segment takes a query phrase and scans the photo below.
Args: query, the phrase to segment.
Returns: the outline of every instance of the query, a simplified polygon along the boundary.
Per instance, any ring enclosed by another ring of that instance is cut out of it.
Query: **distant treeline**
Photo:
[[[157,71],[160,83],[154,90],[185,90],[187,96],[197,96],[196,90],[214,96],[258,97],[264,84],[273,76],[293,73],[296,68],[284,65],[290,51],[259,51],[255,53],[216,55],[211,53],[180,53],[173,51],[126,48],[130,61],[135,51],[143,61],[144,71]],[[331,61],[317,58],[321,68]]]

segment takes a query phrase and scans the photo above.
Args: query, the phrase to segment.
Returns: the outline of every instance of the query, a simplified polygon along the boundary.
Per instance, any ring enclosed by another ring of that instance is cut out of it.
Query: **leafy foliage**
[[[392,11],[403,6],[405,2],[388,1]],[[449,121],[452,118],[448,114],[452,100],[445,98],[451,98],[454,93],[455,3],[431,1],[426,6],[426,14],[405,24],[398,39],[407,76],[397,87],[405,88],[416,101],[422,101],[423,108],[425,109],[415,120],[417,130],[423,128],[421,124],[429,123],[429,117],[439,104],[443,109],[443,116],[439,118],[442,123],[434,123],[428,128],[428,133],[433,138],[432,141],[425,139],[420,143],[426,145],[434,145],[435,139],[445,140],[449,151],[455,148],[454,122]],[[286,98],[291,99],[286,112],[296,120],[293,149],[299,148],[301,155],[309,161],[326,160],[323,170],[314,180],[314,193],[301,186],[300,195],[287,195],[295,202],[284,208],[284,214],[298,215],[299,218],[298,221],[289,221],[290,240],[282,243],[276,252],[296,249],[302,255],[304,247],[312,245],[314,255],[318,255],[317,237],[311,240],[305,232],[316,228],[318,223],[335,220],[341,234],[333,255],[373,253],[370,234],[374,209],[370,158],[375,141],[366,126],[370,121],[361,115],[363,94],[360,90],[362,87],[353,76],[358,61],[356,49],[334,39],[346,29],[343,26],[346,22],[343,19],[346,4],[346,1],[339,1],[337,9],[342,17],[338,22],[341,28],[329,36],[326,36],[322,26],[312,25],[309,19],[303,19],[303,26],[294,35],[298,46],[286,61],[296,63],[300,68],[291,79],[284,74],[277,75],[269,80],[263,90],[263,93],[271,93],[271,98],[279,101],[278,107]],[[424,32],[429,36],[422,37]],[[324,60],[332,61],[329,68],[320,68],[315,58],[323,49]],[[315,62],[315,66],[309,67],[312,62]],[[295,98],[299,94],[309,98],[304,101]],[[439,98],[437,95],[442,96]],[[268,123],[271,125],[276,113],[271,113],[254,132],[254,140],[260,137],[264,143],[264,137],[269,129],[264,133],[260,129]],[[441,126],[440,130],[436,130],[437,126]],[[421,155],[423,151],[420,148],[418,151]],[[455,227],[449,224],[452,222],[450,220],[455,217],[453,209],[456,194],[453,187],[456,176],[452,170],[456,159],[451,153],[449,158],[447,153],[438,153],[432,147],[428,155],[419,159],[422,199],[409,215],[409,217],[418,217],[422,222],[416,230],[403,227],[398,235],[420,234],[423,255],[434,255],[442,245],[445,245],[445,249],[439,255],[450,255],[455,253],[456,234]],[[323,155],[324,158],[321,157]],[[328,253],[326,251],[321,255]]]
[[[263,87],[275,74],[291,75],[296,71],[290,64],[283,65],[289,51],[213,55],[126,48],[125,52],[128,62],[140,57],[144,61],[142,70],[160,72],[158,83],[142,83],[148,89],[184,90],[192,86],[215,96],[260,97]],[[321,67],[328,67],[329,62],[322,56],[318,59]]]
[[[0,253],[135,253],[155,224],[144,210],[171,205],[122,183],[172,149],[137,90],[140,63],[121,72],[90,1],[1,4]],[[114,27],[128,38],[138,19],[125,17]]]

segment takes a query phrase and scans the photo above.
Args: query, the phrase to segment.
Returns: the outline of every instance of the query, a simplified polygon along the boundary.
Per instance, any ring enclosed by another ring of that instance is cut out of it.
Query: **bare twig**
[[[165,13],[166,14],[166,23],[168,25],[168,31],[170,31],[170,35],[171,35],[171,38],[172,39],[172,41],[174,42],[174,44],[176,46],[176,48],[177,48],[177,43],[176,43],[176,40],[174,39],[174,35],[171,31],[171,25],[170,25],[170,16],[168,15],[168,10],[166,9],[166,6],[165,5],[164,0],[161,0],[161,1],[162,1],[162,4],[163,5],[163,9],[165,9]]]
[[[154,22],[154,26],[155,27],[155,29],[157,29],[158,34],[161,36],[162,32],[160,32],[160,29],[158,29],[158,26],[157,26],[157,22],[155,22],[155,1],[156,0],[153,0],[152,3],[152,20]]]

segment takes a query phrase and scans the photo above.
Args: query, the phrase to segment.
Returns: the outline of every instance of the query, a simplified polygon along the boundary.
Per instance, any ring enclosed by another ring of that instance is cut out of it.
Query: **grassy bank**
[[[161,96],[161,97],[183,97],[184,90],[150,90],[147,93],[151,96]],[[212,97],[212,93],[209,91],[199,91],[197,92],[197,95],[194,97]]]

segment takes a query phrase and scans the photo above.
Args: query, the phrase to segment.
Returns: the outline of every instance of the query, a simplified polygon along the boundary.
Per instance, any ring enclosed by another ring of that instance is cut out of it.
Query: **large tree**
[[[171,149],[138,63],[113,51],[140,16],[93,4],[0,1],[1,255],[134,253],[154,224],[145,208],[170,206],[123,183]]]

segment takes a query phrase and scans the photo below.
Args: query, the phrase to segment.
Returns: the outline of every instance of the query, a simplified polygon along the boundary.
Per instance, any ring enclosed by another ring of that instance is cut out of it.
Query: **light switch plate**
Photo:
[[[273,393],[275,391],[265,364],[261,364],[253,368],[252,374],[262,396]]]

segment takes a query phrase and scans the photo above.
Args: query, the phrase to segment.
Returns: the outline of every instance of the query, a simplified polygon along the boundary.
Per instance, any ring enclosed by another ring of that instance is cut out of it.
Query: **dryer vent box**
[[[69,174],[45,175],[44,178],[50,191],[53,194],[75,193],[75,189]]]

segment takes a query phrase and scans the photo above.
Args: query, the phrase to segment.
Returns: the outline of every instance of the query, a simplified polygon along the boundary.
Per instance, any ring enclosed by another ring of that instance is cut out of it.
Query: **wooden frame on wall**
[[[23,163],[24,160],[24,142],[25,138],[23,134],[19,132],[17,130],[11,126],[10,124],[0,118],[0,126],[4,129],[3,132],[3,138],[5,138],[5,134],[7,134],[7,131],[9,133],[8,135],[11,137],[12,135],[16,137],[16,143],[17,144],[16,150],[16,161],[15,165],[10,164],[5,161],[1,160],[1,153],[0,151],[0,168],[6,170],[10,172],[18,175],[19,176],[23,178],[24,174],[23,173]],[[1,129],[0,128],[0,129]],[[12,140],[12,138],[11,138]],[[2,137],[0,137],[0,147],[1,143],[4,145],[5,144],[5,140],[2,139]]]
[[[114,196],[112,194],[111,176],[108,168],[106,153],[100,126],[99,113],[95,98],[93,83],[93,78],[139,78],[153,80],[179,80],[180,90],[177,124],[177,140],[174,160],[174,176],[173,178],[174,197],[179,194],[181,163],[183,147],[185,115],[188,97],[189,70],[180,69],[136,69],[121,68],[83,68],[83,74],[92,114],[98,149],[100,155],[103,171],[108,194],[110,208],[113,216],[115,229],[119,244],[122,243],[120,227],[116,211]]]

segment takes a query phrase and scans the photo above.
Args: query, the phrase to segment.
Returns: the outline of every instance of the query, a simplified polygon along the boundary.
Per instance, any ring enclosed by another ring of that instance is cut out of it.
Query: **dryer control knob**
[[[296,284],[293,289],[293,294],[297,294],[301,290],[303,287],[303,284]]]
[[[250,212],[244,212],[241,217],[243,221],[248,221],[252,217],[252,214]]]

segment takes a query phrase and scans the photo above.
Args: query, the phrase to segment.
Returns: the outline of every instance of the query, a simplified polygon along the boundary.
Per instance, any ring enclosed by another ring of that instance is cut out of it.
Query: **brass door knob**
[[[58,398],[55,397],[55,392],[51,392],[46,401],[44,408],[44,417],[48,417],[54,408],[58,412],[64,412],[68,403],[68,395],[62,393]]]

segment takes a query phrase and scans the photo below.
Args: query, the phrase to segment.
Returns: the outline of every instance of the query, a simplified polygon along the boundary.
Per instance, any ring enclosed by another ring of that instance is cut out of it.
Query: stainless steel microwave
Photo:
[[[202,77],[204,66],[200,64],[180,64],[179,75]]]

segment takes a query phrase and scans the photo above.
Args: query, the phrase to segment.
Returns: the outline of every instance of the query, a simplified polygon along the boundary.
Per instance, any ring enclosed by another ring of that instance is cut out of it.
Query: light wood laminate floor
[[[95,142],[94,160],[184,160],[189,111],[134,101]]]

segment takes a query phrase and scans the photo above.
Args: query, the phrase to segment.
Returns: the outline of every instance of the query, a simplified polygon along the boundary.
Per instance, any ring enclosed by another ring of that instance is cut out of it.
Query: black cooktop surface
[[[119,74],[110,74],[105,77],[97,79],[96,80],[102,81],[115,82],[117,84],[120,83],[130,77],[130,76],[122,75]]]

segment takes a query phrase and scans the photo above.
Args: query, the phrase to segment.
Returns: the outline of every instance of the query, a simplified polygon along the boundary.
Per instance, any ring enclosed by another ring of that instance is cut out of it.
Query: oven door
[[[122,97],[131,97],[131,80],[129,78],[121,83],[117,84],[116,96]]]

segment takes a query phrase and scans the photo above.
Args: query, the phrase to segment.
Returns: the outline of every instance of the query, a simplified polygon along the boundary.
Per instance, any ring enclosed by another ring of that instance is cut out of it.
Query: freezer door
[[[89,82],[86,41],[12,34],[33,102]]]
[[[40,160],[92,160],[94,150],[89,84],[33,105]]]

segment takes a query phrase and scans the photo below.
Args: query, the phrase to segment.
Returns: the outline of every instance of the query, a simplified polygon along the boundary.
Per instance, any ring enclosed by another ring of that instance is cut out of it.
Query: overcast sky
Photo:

————————

**Do this:**
Display each line above in which the word "door" appears.

**Final result:**
Query: **brass door knob**
Query: oven door
Query: freezer door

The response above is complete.